A run of records:
+++++
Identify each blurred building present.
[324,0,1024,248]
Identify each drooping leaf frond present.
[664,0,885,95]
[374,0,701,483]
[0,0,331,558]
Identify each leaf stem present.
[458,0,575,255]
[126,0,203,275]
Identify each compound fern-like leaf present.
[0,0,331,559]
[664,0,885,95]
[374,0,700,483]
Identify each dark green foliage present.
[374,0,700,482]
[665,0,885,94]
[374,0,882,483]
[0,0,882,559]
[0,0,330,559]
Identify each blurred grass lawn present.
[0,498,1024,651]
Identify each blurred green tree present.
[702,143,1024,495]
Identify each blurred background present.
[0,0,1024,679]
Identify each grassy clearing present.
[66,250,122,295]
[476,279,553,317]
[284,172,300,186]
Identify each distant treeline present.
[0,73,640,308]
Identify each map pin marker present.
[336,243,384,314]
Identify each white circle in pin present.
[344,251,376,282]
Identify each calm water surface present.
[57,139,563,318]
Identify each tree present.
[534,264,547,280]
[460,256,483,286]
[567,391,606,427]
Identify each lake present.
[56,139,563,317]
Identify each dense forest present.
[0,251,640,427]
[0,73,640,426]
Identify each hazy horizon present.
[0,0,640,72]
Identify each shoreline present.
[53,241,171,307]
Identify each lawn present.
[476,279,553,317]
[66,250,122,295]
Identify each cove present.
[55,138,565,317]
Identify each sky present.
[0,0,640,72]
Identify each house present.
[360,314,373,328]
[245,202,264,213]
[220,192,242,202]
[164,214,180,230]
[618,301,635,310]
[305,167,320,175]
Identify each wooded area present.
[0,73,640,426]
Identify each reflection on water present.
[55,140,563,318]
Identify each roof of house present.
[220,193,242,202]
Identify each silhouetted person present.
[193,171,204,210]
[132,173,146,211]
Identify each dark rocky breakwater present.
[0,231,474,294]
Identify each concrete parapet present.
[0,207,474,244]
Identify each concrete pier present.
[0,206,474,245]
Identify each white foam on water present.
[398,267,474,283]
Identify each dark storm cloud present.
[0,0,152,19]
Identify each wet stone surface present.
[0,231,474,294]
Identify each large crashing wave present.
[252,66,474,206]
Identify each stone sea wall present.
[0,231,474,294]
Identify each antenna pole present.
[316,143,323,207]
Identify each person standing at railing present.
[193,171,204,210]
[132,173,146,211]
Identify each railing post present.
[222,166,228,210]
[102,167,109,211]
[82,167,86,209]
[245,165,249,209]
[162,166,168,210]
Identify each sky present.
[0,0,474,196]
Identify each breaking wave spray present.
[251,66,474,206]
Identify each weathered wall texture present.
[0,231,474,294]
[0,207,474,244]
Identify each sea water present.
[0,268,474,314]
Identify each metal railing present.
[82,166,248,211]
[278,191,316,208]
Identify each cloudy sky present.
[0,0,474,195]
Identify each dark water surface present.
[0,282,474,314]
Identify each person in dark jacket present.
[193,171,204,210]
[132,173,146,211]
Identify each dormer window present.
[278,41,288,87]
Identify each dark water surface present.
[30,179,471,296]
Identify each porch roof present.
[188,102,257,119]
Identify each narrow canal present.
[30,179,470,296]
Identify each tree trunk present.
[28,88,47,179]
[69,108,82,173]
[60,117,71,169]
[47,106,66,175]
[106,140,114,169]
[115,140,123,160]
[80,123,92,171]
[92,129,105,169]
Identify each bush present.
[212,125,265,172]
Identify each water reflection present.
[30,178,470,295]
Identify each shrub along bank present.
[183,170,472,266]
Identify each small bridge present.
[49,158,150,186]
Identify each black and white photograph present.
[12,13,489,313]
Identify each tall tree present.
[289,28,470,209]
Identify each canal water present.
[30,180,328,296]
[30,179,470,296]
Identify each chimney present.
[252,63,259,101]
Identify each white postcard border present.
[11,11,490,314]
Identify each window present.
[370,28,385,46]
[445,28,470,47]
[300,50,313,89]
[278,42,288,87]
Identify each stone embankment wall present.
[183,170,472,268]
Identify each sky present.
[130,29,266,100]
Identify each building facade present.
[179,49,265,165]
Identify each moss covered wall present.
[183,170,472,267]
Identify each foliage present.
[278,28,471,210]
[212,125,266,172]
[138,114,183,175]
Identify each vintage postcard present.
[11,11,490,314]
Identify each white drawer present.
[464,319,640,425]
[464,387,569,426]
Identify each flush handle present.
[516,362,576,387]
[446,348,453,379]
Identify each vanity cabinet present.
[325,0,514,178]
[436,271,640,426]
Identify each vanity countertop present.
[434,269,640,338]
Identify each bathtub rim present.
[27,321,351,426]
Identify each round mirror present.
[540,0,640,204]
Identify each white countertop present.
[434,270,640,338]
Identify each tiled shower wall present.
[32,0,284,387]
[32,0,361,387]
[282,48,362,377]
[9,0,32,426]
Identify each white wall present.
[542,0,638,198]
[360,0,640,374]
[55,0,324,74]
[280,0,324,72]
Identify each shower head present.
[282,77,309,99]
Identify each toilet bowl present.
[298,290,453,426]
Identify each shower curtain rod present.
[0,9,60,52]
+++++
WHAT THIS TASK INVOLVES
Copy the material word for word, starting with the line that contains "Identify each water reflection present." and going on through the end of the material.

FULL RESPONSE
Identify each water reflection present.
[30,178,470,295]
Identify each shrub along bank present.
[183,170,472,266]
Identify each small bridge present.
[49,158,150,186]
Identify each black and white photograph present.
[12,13,489,313]
Identify each tall tree present.
[289,28,470,209]
Identify each canal water present.
[30,180,328,296]
[30,179,470,296]
Identify each chimney present.
[252,63,259,101]
Identify each white postcard border present.
[11,11,490,314]
Identify each window present.
[370,28,385,46]
[445,28,470,47]
[300,50,313,89]
[278,42,288,87]
Identify each stone embankment wall present.
[183,170,472,268]
Identify each sky present.
[130,29,266,100]
Identify each building facade present.
[179,49,265,165]
Identify each moss covered wall present.
[183,170,472,267]
Identify each foliage present.
[278,28,471,210]
[212,125,266,172]
[138,114,183,175]
Identify each vintage postcard present.
[11,11,490,314]
Identify each white drawer present.
[464,319,640,425]
[464,387,569,426]
Identify each flush handle present.
[516,362,576,387]
[446,348,453,379]
Identify each vanity cabinet present.
[325,0,514,178]
[436,271,640,426]
Identify each vanity countertop present.
[434,269,640,338]
Identify each bathtub rim present.
[27,321,351,426]
Identify each round mirror present.
[540,0,640,204]
Identify each white countertop present.
[434,270,640,338]
Identify each tiled shower wall present.
[32,0,284,387]
[32,0,361,387]
[282,48,362,377]
[9,0,32,426]
Identify each white wall present.
[542,0,638,198]
[360,0,640,374]
[55,0,324,74]
[280,0,324,72]
Identify each shower head present.
[282,77,309,99]
Identify each toilet bowl present.
[298,290,453,426]
Identify each shower curtain rod present.
[0,9,60,52]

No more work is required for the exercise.